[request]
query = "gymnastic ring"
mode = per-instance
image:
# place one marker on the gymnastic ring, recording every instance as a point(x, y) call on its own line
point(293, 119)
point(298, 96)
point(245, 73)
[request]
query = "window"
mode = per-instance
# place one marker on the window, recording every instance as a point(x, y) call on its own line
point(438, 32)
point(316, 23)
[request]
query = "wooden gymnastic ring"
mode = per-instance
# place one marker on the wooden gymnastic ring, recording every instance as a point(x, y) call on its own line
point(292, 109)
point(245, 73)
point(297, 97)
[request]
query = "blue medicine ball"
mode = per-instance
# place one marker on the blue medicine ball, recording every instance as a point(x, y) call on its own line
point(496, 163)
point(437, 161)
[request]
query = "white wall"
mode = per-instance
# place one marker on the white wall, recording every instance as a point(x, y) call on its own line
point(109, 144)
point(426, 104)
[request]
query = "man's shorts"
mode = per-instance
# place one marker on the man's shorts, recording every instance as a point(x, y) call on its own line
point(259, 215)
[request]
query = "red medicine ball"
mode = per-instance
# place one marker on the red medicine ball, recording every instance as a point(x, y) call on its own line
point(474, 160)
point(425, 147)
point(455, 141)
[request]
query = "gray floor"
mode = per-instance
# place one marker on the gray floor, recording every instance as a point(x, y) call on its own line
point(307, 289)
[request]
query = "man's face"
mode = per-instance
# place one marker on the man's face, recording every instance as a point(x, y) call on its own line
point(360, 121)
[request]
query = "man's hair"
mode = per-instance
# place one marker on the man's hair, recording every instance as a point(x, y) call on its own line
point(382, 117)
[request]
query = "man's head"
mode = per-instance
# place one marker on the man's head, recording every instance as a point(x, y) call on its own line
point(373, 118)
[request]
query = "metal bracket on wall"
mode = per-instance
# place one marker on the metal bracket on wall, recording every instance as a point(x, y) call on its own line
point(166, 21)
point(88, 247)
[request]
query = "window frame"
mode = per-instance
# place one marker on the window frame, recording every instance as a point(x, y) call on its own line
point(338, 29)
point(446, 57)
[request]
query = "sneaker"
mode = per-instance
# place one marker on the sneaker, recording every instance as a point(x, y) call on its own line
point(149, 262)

__STATED EXERCISE__
Starting at the first line of the data, retype each line exactly as it appears through the line that contains "point(316, 23)", and stop after that line.

__REPLY TO THE TASK__
[request]
query = "gymnastic ring"
mode = per-instance
image:
# place one marker on the gymnastic ring, recording every instance as a point(x, y) call on its own line
point(293, 119)
point(298, 96)
point(245, 73)
[request]
query = "window"
mode = per-instance
# place one marker on the window, recording every instance as a point(x, y) call on its own line
point(438, 32)
point(316, 23)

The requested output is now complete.